Where a line of the entries holds the string "shrub", copy that line.

** Data in this exercise follows **

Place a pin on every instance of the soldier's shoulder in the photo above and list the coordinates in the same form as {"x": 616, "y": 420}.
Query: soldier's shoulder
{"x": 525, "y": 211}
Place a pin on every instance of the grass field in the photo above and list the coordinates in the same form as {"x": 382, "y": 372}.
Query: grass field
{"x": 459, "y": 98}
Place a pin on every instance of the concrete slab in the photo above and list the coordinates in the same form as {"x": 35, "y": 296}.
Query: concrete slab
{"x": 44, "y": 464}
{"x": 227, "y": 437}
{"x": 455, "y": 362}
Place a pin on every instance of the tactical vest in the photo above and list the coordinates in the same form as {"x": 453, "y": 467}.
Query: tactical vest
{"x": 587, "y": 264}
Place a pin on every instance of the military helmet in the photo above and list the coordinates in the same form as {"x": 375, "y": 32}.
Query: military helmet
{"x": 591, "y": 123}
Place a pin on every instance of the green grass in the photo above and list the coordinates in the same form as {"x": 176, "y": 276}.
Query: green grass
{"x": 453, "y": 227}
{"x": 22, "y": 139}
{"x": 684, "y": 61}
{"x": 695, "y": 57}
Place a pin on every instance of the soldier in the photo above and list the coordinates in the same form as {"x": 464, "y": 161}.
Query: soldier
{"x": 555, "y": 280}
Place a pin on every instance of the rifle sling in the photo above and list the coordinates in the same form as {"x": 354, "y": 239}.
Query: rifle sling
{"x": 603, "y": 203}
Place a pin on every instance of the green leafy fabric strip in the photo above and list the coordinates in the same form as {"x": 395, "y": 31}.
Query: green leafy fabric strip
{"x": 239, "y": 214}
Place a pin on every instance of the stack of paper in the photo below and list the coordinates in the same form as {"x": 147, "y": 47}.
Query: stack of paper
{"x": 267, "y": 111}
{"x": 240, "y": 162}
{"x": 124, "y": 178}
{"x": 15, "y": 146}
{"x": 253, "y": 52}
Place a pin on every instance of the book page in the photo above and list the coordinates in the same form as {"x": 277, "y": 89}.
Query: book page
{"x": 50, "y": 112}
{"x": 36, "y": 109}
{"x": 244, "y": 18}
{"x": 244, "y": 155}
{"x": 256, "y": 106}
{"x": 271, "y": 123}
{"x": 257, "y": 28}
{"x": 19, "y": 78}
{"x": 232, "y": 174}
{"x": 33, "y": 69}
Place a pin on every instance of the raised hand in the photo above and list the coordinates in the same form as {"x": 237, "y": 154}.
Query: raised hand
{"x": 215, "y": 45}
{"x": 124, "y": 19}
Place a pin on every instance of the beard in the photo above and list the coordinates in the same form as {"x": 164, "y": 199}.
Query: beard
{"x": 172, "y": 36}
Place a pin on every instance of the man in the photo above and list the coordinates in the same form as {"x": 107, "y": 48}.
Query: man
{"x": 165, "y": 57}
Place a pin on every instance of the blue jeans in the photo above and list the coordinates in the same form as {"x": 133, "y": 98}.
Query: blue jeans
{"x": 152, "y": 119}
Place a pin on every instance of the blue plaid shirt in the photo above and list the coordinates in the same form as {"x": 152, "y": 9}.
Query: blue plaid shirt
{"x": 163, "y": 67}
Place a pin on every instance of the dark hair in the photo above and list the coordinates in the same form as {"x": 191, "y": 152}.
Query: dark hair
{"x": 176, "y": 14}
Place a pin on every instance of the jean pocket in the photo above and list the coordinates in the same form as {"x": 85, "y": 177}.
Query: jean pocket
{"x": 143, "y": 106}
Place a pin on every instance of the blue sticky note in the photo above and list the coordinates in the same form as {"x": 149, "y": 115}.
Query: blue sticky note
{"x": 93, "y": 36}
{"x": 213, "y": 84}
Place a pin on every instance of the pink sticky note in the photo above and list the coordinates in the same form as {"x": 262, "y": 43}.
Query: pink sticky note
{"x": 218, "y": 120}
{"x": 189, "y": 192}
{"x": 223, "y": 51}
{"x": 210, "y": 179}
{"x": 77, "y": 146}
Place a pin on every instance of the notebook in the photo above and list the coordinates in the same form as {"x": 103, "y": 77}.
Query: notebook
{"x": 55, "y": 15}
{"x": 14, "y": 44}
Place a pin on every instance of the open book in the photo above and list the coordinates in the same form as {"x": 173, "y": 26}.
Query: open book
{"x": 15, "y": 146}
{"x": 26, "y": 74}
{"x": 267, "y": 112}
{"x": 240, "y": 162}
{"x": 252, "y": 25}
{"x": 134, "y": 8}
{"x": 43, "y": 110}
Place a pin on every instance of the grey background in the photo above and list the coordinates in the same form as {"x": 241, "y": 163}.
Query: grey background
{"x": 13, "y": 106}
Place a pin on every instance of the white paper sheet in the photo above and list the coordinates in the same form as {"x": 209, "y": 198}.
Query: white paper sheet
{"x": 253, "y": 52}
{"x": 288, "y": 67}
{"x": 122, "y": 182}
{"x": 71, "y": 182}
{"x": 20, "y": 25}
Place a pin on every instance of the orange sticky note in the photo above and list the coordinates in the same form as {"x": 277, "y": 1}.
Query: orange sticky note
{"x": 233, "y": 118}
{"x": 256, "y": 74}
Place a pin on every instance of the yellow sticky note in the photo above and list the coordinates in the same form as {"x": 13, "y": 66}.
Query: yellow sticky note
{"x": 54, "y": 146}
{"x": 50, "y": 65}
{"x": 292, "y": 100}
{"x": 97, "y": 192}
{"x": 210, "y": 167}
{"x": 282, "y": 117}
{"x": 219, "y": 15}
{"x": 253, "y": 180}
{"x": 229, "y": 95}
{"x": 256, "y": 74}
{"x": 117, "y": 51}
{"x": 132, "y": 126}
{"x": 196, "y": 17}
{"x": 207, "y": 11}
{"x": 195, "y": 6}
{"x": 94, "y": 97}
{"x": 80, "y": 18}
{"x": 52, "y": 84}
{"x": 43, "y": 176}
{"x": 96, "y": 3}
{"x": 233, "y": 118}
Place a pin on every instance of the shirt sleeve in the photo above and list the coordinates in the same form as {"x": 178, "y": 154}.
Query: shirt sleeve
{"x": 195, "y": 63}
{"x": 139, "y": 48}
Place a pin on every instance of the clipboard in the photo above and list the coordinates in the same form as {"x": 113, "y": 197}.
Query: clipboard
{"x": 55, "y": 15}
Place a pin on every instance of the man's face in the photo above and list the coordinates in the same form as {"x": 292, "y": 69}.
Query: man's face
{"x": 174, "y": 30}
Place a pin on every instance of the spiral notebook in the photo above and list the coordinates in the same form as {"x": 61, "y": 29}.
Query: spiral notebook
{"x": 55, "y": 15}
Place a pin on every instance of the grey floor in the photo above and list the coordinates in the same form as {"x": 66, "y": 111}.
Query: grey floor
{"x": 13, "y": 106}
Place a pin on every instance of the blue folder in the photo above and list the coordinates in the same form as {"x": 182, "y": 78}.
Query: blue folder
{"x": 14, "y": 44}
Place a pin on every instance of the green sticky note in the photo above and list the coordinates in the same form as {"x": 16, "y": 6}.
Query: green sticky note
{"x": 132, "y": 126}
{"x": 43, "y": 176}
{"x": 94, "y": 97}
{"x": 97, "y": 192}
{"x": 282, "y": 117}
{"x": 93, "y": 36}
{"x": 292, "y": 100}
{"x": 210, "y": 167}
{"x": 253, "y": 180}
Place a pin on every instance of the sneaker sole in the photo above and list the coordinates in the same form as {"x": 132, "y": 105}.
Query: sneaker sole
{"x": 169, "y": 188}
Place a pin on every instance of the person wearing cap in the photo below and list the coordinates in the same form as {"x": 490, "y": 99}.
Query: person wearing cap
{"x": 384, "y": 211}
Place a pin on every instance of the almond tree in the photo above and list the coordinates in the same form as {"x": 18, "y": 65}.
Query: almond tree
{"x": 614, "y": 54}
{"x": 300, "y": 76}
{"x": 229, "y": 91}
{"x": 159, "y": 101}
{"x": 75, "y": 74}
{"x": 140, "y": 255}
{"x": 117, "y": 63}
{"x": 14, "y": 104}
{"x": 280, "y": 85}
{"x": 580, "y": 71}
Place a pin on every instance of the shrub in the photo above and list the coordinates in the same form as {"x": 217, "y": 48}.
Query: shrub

** End of Data in this exercise **

Answer to the exercise:
Place a pin on every instance of the shrub in the photo above and list the coordinates in the same form as {"x": 217, "y": 48}.
Query: shrub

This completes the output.